_Your task_
Reproduce the lines below without alteration, from the first line through the line containing "xmin=455 ymin=524 xmax=534 ymax=622", with both included.

_Input rows_
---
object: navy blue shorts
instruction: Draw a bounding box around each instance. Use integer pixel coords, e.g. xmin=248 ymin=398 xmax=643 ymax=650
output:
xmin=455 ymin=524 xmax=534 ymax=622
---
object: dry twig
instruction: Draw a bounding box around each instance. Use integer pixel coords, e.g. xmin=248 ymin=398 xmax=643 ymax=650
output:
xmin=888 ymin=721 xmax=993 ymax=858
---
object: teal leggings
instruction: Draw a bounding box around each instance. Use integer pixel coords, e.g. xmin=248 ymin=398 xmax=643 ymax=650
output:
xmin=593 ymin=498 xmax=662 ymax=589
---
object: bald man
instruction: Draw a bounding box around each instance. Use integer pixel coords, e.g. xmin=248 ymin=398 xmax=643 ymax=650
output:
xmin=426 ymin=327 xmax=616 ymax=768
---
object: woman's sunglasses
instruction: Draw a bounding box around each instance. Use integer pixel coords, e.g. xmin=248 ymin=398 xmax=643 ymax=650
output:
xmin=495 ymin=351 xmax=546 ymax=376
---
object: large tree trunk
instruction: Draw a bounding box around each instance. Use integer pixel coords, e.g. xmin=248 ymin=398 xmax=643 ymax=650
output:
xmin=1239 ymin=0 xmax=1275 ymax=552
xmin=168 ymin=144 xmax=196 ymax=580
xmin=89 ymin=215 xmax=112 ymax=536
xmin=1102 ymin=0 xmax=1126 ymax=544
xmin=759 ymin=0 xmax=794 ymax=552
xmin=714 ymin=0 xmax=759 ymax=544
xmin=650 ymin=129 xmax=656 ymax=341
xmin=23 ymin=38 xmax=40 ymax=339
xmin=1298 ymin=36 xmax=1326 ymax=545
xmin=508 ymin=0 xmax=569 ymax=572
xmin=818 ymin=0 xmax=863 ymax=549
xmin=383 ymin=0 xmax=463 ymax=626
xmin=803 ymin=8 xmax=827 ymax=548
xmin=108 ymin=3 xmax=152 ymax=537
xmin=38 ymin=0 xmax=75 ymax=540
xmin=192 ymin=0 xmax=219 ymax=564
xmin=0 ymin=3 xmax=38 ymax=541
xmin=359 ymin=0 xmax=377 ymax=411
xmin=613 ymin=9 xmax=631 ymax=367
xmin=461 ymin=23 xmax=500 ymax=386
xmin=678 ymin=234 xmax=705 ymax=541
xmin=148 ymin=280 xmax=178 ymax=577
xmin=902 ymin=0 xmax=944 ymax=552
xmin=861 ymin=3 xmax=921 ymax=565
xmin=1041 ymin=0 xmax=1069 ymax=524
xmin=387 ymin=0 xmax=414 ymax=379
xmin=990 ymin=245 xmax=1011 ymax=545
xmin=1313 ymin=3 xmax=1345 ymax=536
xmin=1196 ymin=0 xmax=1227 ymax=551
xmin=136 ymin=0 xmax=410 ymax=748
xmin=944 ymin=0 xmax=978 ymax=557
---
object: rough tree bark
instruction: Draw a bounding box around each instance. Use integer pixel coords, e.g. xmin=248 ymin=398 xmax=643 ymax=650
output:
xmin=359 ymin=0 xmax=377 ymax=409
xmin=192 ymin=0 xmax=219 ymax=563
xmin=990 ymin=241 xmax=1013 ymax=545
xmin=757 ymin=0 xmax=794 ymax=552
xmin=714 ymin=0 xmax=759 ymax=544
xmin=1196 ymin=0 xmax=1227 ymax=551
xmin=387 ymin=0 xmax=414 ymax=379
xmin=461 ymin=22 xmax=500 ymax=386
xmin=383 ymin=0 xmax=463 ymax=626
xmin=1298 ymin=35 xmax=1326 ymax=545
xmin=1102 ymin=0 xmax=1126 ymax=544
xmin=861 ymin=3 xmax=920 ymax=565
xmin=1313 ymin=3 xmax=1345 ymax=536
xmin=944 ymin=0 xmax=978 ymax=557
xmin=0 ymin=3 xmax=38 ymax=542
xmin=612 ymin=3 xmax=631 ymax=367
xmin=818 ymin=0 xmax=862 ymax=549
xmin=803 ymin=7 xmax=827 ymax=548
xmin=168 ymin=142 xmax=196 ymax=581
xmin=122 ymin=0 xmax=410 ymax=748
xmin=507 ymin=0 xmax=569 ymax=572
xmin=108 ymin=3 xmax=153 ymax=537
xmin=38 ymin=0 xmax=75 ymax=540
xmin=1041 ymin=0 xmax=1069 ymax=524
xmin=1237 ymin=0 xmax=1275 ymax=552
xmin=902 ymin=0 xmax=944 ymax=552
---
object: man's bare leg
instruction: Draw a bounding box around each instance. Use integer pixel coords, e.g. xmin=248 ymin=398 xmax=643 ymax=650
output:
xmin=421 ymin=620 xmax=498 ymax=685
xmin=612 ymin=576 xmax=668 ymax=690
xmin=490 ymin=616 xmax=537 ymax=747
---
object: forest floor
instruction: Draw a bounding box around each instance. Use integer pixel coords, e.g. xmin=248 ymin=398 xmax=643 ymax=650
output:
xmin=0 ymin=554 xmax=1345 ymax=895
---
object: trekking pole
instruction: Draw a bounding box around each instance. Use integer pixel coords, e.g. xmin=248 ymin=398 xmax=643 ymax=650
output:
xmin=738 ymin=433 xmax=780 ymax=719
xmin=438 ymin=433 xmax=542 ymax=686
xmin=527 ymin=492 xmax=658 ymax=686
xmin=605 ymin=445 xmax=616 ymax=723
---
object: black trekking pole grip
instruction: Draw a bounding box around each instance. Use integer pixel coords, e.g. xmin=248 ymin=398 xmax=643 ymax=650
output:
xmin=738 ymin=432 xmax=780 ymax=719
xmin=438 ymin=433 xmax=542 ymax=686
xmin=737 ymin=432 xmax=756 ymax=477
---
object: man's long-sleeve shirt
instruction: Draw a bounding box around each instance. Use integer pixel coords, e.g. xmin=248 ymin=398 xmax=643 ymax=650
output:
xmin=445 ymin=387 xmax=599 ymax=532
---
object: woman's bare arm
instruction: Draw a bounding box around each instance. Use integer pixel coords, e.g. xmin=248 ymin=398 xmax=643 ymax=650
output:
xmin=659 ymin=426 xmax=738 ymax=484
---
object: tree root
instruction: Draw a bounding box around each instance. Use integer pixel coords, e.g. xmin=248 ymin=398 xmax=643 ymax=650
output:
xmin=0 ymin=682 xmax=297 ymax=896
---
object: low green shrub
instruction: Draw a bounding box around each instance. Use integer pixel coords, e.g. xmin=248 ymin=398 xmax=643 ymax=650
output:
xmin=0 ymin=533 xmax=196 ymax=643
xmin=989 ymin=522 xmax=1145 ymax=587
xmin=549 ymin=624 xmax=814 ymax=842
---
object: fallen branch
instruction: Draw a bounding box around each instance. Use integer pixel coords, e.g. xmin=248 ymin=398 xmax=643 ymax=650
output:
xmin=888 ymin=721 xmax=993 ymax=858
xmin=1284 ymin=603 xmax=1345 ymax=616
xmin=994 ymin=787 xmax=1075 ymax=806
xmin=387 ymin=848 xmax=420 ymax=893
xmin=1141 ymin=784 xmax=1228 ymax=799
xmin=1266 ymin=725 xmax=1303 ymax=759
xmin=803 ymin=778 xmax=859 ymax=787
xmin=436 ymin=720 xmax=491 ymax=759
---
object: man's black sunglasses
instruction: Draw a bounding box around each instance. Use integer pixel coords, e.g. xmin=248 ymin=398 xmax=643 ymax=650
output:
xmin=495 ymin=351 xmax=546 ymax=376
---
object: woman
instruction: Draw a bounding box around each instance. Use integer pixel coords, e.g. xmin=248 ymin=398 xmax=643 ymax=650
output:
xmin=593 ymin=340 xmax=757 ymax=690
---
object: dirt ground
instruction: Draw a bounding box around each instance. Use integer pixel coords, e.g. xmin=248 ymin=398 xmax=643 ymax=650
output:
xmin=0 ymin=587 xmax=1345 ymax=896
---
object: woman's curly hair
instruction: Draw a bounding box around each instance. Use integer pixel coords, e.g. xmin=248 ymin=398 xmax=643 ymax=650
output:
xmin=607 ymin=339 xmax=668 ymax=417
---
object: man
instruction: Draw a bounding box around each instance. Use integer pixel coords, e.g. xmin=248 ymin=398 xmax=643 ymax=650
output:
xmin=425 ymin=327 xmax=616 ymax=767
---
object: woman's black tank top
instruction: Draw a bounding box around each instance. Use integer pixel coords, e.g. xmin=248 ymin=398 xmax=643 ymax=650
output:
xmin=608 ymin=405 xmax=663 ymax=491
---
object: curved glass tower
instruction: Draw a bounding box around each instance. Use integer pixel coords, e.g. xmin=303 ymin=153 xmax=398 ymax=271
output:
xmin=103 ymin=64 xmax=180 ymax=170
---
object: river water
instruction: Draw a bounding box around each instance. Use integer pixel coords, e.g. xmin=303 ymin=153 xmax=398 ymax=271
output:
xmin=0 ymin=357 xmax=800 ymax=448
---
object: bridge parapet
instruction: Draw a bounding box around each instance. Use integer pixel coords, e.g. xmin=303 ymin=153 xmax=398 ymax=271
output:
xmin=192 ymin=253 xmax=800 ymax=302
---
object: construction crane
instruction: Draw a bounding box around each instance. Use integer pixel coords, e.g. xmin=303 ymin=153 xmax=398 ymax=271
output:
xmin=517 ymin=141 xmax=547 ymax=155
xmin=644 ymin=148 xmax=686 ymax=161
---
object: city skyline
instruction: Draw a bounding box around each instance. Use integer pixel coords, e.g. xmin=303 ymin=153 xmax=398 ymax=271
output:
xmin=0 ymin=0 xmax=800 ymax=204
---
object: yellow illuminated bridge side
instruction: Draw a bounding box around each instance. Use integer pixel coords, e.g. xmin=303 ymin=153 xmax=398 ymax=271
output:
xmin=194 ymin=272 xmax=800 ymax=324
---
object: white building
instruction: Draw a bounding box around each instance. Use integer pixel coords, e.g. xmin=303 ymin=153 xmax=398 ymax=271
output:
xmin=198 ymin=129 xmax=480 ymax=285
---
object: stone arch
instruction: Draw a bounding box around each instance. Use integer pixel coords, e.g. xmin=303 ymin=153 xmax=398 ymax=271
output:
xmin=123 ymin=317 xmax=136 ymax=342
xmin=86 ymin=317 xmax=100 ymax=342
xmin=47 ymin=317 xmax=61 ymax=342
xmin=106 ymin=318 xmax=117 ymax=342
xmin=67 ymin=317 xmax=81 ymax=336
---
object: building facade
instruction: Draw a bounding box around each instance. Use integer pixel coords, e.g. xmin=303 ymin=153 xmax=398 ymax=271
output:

_Result of this task_
---
object: navy blue shorts
instruction: Draw a bounding box around each instance. Use integer pixel coords, e.g. xmin=248 ymin=398 xmax=643 ymax=650
output:
xmin=455 ymin=524 xmax=534 ymax=622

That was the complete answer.